_Aufgabe:_ Führe den unten stehenden Artikel über Marie Moes Herzschrittmacher im Anschluss an seinen letzten Satz weiter.
━━ Textausschnitt
Hack den Herzschrittmacher!

  29 Dezember 2015    Gelesen: 1501
Hack den Herzschrittmacher!
Marie Moe will mehr über das Implantat wissen, das sie am Leben hält: Welche Schnittstellen hat ihr Herzschrittmacher? Wie sieht sein Code aus? Wer kann ihre Daten sehen?
Seit Marie Moe einen Herzschrittmacher implantiert bekommen hat, betrachtet sie sich als Teil des Internets der Dinge. Denn ihr Implantat hat zwei Schnittstellen, von denen eine dazu dient, Daten zu ihrer Herzaktivität über das Internet zu einem Arzt zu senden. Viele Patienten und auch Ärzte dürften das vor allem praktisch finden, weil es die Überwachung des Gesundheitszustands erleichtert. Moe sieht das ein wenig anders.
━━━━
━━ Aufgeführte Einträge
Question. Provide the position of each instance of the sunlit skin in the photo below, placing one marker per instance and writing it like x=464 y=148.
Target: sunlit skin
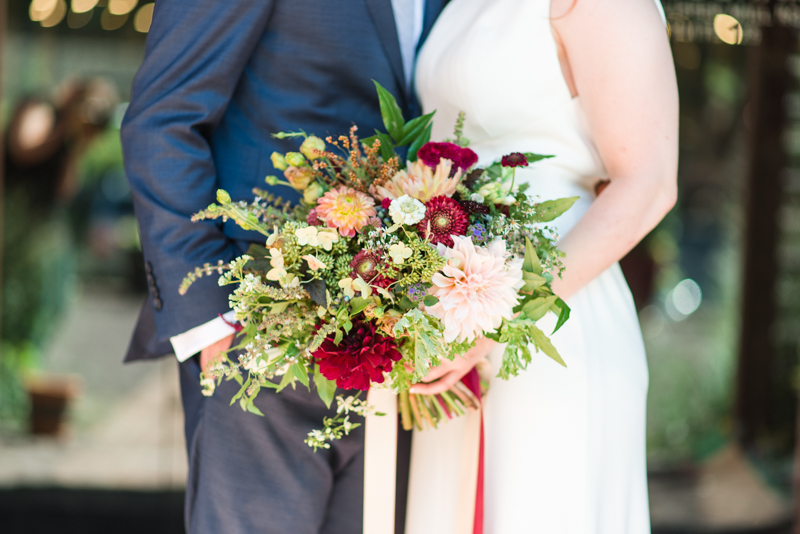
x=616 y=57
━━━━
━━ Aufgeführte Einträge
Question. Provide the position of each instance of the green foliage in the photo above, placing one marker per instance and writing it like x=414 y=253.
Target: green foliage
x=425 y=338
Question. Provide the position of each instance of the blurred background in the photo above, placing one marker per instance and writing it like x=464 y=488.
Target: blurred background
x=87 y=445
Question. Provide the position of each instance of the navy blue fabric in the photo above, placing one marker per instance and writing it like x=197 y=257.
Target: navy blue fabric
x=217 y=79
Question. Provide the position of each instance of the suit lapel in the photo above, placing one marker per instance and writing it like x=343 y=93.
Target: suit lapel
━━━━
━━ Aufgeführte Einträge
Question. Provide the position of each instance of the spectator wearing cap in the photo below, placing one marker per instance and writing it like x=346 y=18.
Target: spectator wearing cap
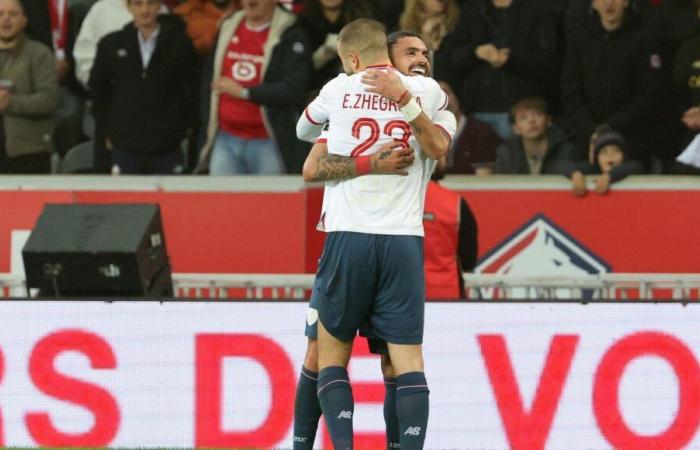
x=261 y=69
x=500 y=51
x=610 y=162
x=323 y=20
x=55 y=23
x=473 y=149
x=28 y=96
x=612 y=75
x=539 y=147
━━━━
_Ergebnis:_
Die Norwegerin hat zum Thema Informationssicherheit promoviert, sie hat für Norwegens nationales Computer Emergency Response Team (Cert) gearbeitet, heute ist sie Mitglied einer Forschungsgruppe. "In sechs Jahren muss die Batterie meines Herzschrittmachers ausgetauscht werden", sagt sie in ihrem Vortrag auf dem 32. Chaos Communication Congress (32C3) in Hamburg, "und wenn es so weit ist, werde ich eine sehr schwierige Patientin sein". Eine, die ihren Ärzten viele Fragen stellt, die sie vielleicht nicht beantworten können.

Die 37-Jährige stört sich daran, wie undurchschaubar das lebenswichtige Gerät in ihrem Brustkorb für sie ist. Wie sieht die Software aus, was genau tut sie, wo hat sie vielleicht Schwächen? – All das möchte sie wissen, weil sie es gewohnt ist, eine informierte Konsumentin zu sein.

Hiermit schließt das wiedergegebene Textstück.